Exercise instructions: Lay out the lines below as a JSON list of strings, one string per line, skipping blank lines. Leave the pictures out of your answer.

[Excerpts from point annotation data]
★ ★ ★ ★

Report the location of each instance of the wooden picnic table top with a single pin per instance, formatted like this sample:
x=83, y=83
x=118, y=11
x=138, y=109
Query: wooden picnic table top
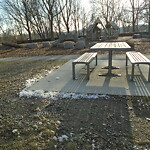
x=111, y=46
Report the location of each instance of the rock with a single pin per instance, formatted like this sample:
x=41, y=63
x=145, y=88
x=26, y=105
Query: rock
x=80, y=45
x=46, y=44
x=68, y=44
x=60, y=45
x=68, y=37
x=31, y=46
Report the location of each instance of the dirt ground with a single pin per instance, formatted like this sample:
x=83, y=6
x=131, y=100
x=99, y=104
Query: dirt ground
x=107, y=123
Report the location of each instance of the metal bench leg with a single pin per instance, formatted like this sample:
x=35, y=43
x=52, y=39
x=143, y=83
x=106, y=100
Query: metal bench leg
x=88, y=72
x=126, y=60
x=73, y=70
x=132, y=75
x=96, y=60
x=149, y=74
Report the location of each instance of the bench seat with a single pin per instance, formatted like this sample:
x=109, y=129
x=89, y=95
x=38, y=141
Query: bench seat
x=86, y=59
x=137, y=58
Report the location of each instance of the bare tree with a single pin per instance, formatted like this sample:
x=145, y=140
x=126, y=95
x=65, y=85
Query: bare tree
x=67, y=13
x=107, y=10
x=17, y=10
x=52, y=8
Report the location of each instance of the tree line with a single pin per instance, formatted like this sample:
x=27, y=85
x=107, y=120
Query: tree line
x=48, y=18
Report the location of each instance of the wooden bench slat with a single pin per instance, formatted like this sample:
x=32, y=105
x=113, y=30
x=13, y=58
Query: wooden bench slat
x=137, y=58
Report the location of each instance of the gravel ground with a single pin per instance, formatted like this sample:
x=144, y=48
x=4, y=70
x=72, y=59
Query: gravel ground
x=112, y=122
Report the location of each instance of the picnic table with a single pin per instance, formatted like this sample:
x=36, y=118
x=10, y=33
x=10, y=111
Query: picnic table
x=111, y=46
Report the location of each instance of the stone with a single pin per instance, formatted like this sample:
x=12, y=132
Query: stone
x=31, y=46
x=80, y=45
x=46, y=44
x=68, y=44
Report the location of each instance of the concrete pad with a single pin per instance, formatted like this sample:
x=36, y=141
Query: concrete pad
x=61, y=80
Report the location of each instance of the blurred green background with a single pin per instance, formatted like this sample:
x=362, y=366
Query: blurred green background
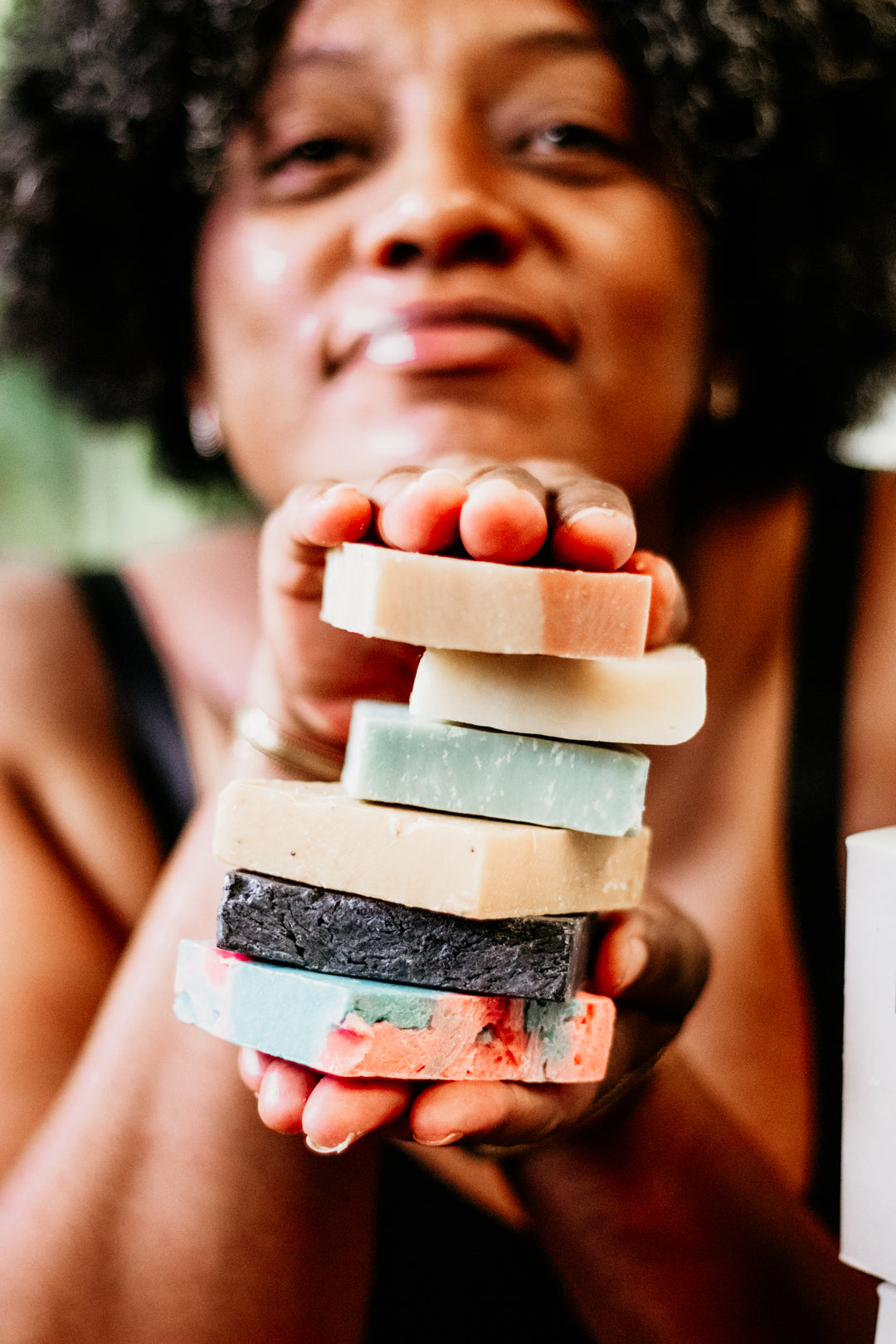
x=77, y=494
x=74, y=494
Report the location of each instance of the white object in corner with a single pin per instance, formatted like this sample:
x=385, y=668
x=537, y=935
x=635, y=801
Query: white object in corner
x=868, y=1229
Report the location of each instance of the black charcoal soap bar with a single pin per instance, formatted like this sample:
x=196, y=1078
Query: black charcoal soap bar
x=344, y=934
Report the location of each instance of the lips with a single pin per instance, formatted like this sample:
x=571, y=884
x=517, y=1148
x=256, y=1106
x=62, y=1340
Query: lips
x=446, y=338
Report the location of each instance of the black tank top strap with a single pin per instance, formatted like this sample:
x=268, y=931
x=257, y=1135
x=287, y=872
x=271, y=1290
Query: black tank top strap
x=825, y=619
x=151, y=732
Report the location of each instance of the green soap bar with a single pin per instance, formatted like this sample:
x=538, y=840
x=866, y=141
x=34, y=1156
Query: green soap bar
x=392, y=757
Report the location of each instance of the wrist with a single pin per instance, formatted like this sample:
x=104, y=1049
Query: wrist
x=261, y=741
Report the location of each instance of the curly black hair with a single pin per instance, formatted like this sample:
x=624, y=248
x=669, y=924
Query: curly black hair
x=779, y=117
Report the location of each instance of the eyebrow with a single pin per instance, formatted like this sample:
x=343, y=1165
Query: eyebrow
x=559, y=41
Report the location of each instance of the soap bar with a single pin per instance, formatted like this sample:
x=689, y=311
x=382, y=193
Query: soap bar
x=343, y=934
x=360, y=1029
x=438, y=601
x=392, y=757
x=657, y=699
x=436, y=860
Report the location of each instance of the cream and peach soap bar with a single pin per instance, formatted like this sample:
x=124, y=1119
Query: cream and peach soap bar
x=392, y=757
x=363, y=1029
x=659, y=699
x=438, y=601
x=462, y=866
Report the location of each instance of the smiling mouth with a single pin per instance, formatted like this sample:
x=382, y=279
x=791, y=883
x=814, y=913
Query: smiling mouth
x=383, y=344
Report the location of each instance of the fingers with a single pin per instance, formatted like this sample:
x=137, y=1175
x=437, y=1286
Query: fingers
x=419, y=511
x=594, y=526
x=505, y=1113
x=332, y=1113
x=655, y=960
x=342, y=1110
x=668, y=602
x=505, y=514
x=297, y=533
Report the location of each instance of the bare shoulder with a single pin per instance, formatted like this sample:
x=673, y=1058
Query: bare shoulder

★ ★ ★ ★

Answer to this task:
[
  "Report the location of each instance of the wooden picnic table top with a single pin per instance, formatted like this sample:",
  "x=83, y=83",
  "x=118, y=11",
  "x=138, y=109",
  "Query: wooden picnic table top",
  "x=111, y=46",
  "Report the location of each instance of the rock with a single pin per instance, formatted like this sample:",
  "x=41, y=63",
  "x=145, y=88",
  "x=26, y=105",
  "Query: rock",
  "x=80, y=45",
  "x=46, y=44",
  "x=68, y=44",
  "x=60, y=45",
  "x=68, y=37",
  "x=31, y=46",
  "Report the location of each instance of the dirt ground with a single pin per instance, formatted like this sample:",
  "x=83, y=6",
  "x=131, y=100",
  "x=99, y=104",
  "Query: dirt ground",
  "x=107, y=123",
  "Report the location of each instance of the metal bench leg with a single pin per instance, formatted like this sample:",
  "x=35, y=43",
  "x=52, y=39",
  "x=143, y=83",
  "x=106, y=100",
  "Query: metal bench leg",
  "x=88, y=72",
  "x=126, y=60",
  "x=73, y=70",
  "x=132, y=75",
  "x=96, y=60",
  "x=149, y=74",
  "Report the location of each instance of the bench seat with a single pin per instance, formatted like this sample:",
  "x=109, y=129",
  "x=89, y=95",
  "x=38, y=141",
  "Query: bench seat",
  "x=86, y=59",
  "x=137, y=58",
  "Report the location of each instance of the bare tree with a single pin per instance, formatted like this sample:",
  "x=145, y=140",
  "x=126, y=95",
  "x=65, y=85",
  "Query: bare tree",
  "x=67, y=13",
  "x=107, y=10",
  "x=17, y=10",
  "x=52, y=8",
  "Report the location of each instance of the tree line with a single pin per instance, formatted like this sample:",
  "x=27, y=85",
  "x=107, y=120",
  "Query: tree line",
  "x=48, y=18",
  "Report the location of each instance of the wooden bench slat with a single pin per instance, formatted like this sample:",
  "x=32, y=105",
  "x=113, y=30",
  "x=13, y=58",
  "Query: wooden bench slat",
  "x=137, y=58",
  "Report the location of each instance of the gravel ground with a single pin per instance, formatted like this sample:",
  "x=144, y=48",
  "x=4, y=70",
  "x=72, y=59",
  "Query: gravel ground",
  "x=112, y=122",
  "Report the location of each instance of the picnic table with a single pin per instance, formatted like this sample:",
  "x=36, y=118",
  "x=10, y=33",
  "x=10, y=111",
  "Query: picnic table",
  "x=111, y=46",
  "Report the location of each instance of the stone with a single pin per instance, formatted like this sample:",
  "x=12, y=132",
  "Query: stone",
  "x=31, y=46",
  "x=80, y=45",
  "x=46, y=44",
  "x=68, y=44",
  "Report the location of each instance of the concrete pad with a single pin per instance, formatted like this sample:",
  "x=36, y=141",
  "Query: concrete pad",
  "x=61, y=80",
  "Report the location of each instance of the blurred green background with a single pin per instance, formatted like this sample:",
  "x=362, y=366",
  "Query: blurred green background",
  "x=77, y=494",
  "x=74, y=494",
  "Report the location of each instance of the white object in corner with a single pin per instance, formatted like this sample:",
  "x=385, y=668",
  "x=537, y=935",
  "x=635, y=801",
  "Query: white object in corner",
  "x=868, y=1229",
  "Report the location of each instance of the black charcoal soap bar with a single pin per instance, formatted like this sample:",
  "x=196, y=1078",
  "Query: black charcoal soap bar",
  "x=344, y=934",
  "Report the location of each instance of the lips with a single pin per instance, formatted like this sample:",
  "x=571, y=884",
  "x=517, y=1148",
  "x=256, y=1106",
  "x=62, y=1340",
  "Query: lips",
  "x=446, y=338",
  "Report the location of each instance of the black tank top strap with a single pin per instance, formatted like this sample:",
  "x=268, y=931",
  "x=257, y=1135",
  "x=287, y=872",
  "x=271, y=1290",
  "Query: black tank top strap",
  "x=825, y=619",
  "x=151, y=732",
  "Report the location of each instance of the green soap bar with a single pin per instance, formatted like this sample:",
  "x=538, y=840",
  "x=866, y=141",
  "x=34, y=1156",
  "Query: green soap bar",
  "x=392, y=757",
  "Report the location of each instance of the wrist with a single pin per instance, formatted like this sample:",
  "x=104, y=1049",
  "Query: wrist",
  "x=261, y=741",
  "Report the location of each instance of the curly black hair with a single pin per instance, formatted like this sample:",
  "x=624, y=248",
  "x=669, y=924",
  "Query: curly black hair",
  "x=779, y=117",
  "Report the location of each instance of the eyebrow with a single pin per instance, formatted like this sample:",
  "x=343, y=1165",
  "Query: eyebrow",
  "x=559, y=41",
  "Report the location of each instance of the soap bar with a single pin per instance, formatted like this sample:",
  "x=689, y=311",
  "x=382, y=193",
  "Query: soap bar",
  "x=343, y=934",
  "x=360, y=1029",
  "x=438, y=601",
  "x=392, y=757",
  "x=657, y=699",
  "x=436, y=860",
  "Report the location of each instance of the cream and peach soap bar with a single pin per instance, formatted like this sample:",
  "x=124, y=1119",
  "Query: cream and peach soap bar",
  "x=392, y=757",
  "x=363, y=1029",
  "x=659, y=699",
  "x=438, y=601",
  "x=462, y=866",
  "Report the location of each instance of the smiling mouth with a single pin per instance, formatted like this sample:",
  "x=382, y=279",
  "x=791, y=883",
  "x=814, y=913",
  "Query: smiling mouth",
  "x=383, y=344",
  "Report the location of each instance of the fingers with a single pin per instance, formatted like this sample:",
  "x=137, y=1175",
  "x=437, y=1286",
  "Query: fingers",
  "x=419, y=511",
  "x=594, y=526",
  "x=505, y=1113",
  "x=332, y=1113",
  "x=655, y=960",
  "x=342, y=1110",
  "x=668, y=602",
  "x=505, y=514",
  "x=297, y=533",
  "Report the location of each instance of the bare shoulder with a single pin per instance, formatted like this sample:",
  "x=673, y=1058",
  "Query: bare shoulder"
]